◆ **PROBLEMS**:
(1) Answer these questions using the Poisson Image Editing article. Answer each with a short phrase or sentence.
(a) Who originally conceived the technique, and where did they work?
(b) What animal is cut out of one image and placed in the water of the other?
(c) Which heading in the article's list of sections comes directly after "Texture Flattening"?
(2) Carry on the Poisson Image Editing article from its last sentence.

-- start of DOCUMENT EXTRACT --

Poisson Image Editing

Introduction
Matching the Gradient with Boundary Conditions
Discrete Solution and Implementation with a Sparse Matrix
Results and Discussion
Texture Flattening
Try It Out Yourself!
Russian Translation
Chinese Translation
Source Code

Introduction

Poisson Image Editing is a technique for "seamlessly blending" two images together fully automatically. It was originally conceived in this paper by Patrick Perez, Michel Gangnet, and Andrew Blake from Microsoft Research UK. To motivate the problem, look at an example:

What if we wanted to take this image of me and some college friends at the beach...

...and this image of a Great White shark

...and make it way more badass by cutting out the shark and putting it in the water in front of us:

The problem is, it's really obvious that picture is fake. The water in both images is a slightly different shade of blue/green and the boundary where I cut out the shark is clearly visible because of this. We could try something simple in Photoshop/Gimp like making the image of the shark brighter, but the boundary will almost surely will still be visible no matter how hard we try to tweak it, or if we do get it right it will probably take a lot of trial and error. Is there a way to somehow blend them seamlessly together automatically in one shot with some more clever technique to get an image like this?

-- end of DOCUMENT EXTRACT --
-- start of DATASET CONTENT --

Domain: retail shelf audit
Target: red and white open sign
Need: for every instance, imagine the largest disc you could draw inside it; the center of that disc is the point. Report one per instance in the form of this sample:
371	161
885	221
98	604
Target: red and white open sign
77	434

-- end of DATASET CONTENT --

◆ **RESPONSES BY TASK**:
(1)
(a) Patrick Perez, Michel Gangnet, and Andrew Blake, from Microsoft Research UK.
(b) A Great White shark.
(c) "Try It Out Yourself!"

(2)
Well, since I'm writing this, the answer must be yes (it's Poisson Image Editing). My goal in this tutorial will be to explain this algorithm in a simple, accessible way, and I will end with a user-friendly program that will allow you to try it out yourself with your own images! I used this program to wreck my friends in a mock Facebook album, and I hope you will find similarly hilarious uses for it. So without further ado, let's do some math...

Please Note: The images used in the rest of the writeup were either taken by me and my friends, or were taken from Wikimedia commons. Click here to see a list of sources for the Wikimedia ones.

Matching the Gradient with Boundary Conditions

This whole algorithm actually boils down to a very simple idea. To get at this, let's first try to define more carefully what we'd like to accomplish when we blend two images together. Call the image we're changing Image A and the image we're cutting out and pasting Image B:

It would be nice if we could allow the colors in Image B to change when we pasted it on, but to somehow keep all of the "details" of Image B intact. Some details we'd like to preserve would be all of the edges, corners, transitions, etc in image B. But if you read my tutorial on Edge, Corner, and Blob Detection, you'll already know techniques for extracting these details from images, and the first step in every technique is to calculate the image gradient. The image gradient is just a mathematical way of describing how the image pixels change relative to the pixels around them (it is essentially the difference of a pixel and its neighbors). And a relative descriptor is just what we're looking for, since the disagreement between image A and image B that makes them jut out against each other is the absolute magnitude of their colors.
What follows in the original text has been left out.